● **Brief A**
Can you give the records back with "wooden fence" substituted by "picket fence", keeping everything else the same and leaving out the pictures?

● **Quoted text**

--------------------------------------------------

The Columbia County School District (CCSD) is a school district based in Lake City, Florida that encompasses the entire Columbia County, Florida. 
The district is controlled jointly by the five members of the Columbia County Board of Education and the Superintendent of Schools, both elected by county voters. The CCSD currently operates a total of 16 schools: 9 elementary schools, 3 middle schools, 3 high schools, and an alternative school. The district's offices are located in the historic Columbia County High School building, constructed in 1921, at 372 West Duval Street.

High schools in the district include Fort White High School, Columbia High School (Lake City, Florida), and Challenge Learning Center at 1301 N. W. LaBonte Lane in Lake City. Middle schools are Fort White Middle School in Fort White, Florida; Lake City Middle School in Lake City; and Richardson Middle School in Lake City. The district's elementary schools are Columbia City Elementary, Eastside Elementary, Five Points Elementary, Fort White Elementary, Melrose Park Elementary, Niblack Elementary, Pinemount Elementary, Summers Elementary and Westside Elementary. The elementary schools are all located in Lake City except for Fort White Elementary which is located in Fort White. The District also oversees the Chrysalis Center at 446 West Duval Street an adult education program at 409 SW Saint Johns Street in Lake City and charter schools: Shining Star Academy of the Arts (approved in 2013) and Belmont Academy Charter School.

School Board
There are five elected members of the school board serving staggered four-year terms.  Districts 1, 3 & 5 were elected in 2010, and districts 2 & 4 were elected in 2012. Current members and their districts are: (4) Keith Hudson - Vice Chairman, (1) Linard Johnson, (5) Stephanie K. Finnell, (2) Dana Glenn Brady, and (3) Steve Nelson - Chairman.

Superintendent
The Superintendent of Schools is Terry Huddleston, whose four-year term expired in 2016.

--------------------------------------------------

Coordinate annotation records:
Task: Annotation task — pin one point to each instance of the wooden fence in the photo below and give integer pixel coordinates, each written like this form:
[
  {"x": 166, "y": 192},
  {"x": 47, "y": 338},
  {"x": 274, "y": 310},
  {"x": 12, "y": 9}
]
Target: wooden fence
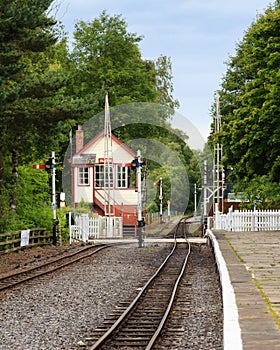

--------------------------------------------------

● **Brief B**
Can you go on with the piece about the Columbia County School District, picking up after its last sentence?

● **Task output A**
Task: Annotation task — pin one point to each instance of the picket fence in the photo below and give integer pixel coordinates, each written like this form:
[
  {"x": 166, "y": 192},
  {"x": 47, "y": 338},
  {"x": 274, "y": 310},
  {"x": 12, "y": 9}
]
Target: picket fence

● **Task output B**
Accreditation
The Columbia County School District is accredited by AdvancED, the premier accreditation organization in the world. AdvancED serves a global education community with a deep commitment to education excellence and the success of all students now and in the future. AdvancED systems and tools probe internal and external perspectives, each critical to powerful school improvement.

Other education
The school district also provides Career and Adult Education services for residents.

Adult Education provides an opportunity for individuals to earn a GED or High School diploma, learn academic skills required for employment or subsequent training, and become literate.

The Even Start program helps parents provide a good learning environment for their children, which also improves their own educational and parenting skills to promote family literacy.

Career and Technical Education can be utilized by students and working adults to explore interests and vocations, acquire employability skills, and experience contextual learning.

Project NET assists individuals in the transition from GED to college or technical training.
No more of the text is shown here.